INSTRUCTIONS TO FOLLOW: Your answer must be an exact copy of the records, with no pictures included.
-- DATA EXCERPTS follows --
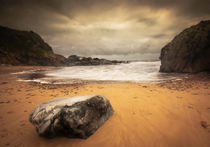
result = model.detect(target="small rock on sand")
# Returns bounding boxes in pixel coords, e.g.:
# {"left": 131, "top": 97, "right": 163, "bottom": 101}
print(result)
{"left": 1, "top": 82, "right": 8, "bottom": 84}
{"left": 200, "top": 121, "right": 208, "bottom": 128}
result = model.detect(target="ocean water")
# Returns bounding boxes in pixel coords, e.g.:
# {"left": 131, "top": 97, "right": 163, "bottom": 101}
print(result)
{"left": 15, "top": 61, "right": 186, "bottom": 84}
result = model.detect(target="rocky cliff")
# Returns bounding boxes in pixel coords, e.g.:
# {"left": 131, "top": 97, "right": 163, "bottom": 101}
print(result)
{"left": 160, "top": 20, "right": 210, "bottom": 73}
{"left": 0, "top": 26, "right": 66, "bottom": 66}
{"left": 0, "top": 26, "right": 127, "bottom": 66}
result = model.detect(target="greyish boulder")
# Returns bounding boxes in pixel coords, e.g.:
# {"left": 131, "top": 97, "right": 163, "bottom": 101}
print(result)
{"left": 29, "top": 95, "right": 114, "bottom": 139}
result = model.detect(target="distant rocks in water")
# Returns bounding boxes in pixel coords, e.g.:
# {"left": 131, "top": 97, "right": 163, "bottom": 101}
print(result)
{"left": 65, "top": 55, "right": 127, "bottom": 66}
{"left": 160, "top": 20, "right": 210, "bottom": 73}
{"left": 0, "top": 26, "right": 66, "bottom": 66}
{"left": 29, "top": 95, "right": 114, "bottom": 139}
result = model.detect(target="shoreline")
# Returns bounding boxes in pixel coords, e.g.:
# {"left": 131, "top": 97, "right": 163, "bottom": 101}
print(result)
{"left": 0, "top": 66, "right": 210, "bottom": 147}
{"left": 11, "top": 64, "right": 191, "bottom": 85}
{"left": 13, "top": 65, "right": 210, "bottom": 86}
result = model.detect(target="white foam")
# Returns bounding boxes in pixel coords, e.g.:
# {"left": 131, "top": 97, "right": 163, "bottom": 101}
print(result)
{"left": 46, "top": 61, "right": 174, "bottom": 82}
{"left": 16, "top": 61, "right": 186, "bottom": 84}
-- DATA EXCERPTS concluded --
ANSWER BOX:
result = model.detect(target="small rock on sand")
# Returns bounding boxes in pixel coords, e.g.:
# {"left": 131, "top": 97, "right": 163, "bottom": 101}
print(result)
{"left": 1, "top": 82, "right": 8, "bottom": 84}
{"left": 200, "top": 121, "right": 208, "bottom": 128}
result = model.detect(target="ocean water")
# Returns bounding boxes in pixel coords, e.g.:
# {"left": 131, "top": 97, "right": 163, "bottom": 101}
print(result)
{"left": 15, "top": 61, "right": 186, "bottom": 84}
result = model.detect(target="rocky cliff")
# Returns bounding boxes in pixel coords, e.g.:
# {"left": 131, "top": 97, "right": 163, "bottom": 101}
print(result)
{"left": 160, "top": 20, "right": 210, "bottom": 73}
{"left": 0, "top": 26, "right": 66, "bottom": 66}
{"left": 0, "top": 26, "right": 127, "bottom": 66}
result = model.detect(target="greyish boulder")
# Returns bounding boxes in pixel coords, e.g.:
# {"left": 131, "top": 97, "right": 163, "bottom": 101}
print(result)
{"left": 29, "top": 95, "right": 114, "bottom": 139}
result = model.detect(target="distant rocks in water")
# Returns bounding boxes in pixel coords, e.g.:
# {"left": 131, "top": 97, "right": 163, "bottom": 101}
print(result)
{"left": 65, "top": 55, "right": 127, "bottom": 66}
{"left": 160, "top": 20, "right": 210, "bottom": 73}
{"left": 0, "top": 26, "right": 66, "bottom": 66}
{"left": 29, "top": 95, "right": 114, "bottom": 139}
result = model.detect(target="shoreline")
# Returns bounding boxes in pixel coords, e.g.:
# {"left": 131, "top": 97, "right": 163, "bottom": 101}
print(result)
{"left": 0, "top": 66, "right": 210, "bottom": 147}
{"left": 11, "top": 64, "right": 191, "bottom": 85}
{"left": 13, "top": 65, "right": 210, "bottom": 86}
result = model.detect(target="white foam")
# Returns bounding boxes in pixel coords, e.g.:
# {"left": 131, "top": 97, "right": 163, "bottom": 101}
print(result)
{"left": 46, "top": 61, "right": 174, "bottom": 82}
{"left": 16, "top": 61, "right": 186, "bottom": 84}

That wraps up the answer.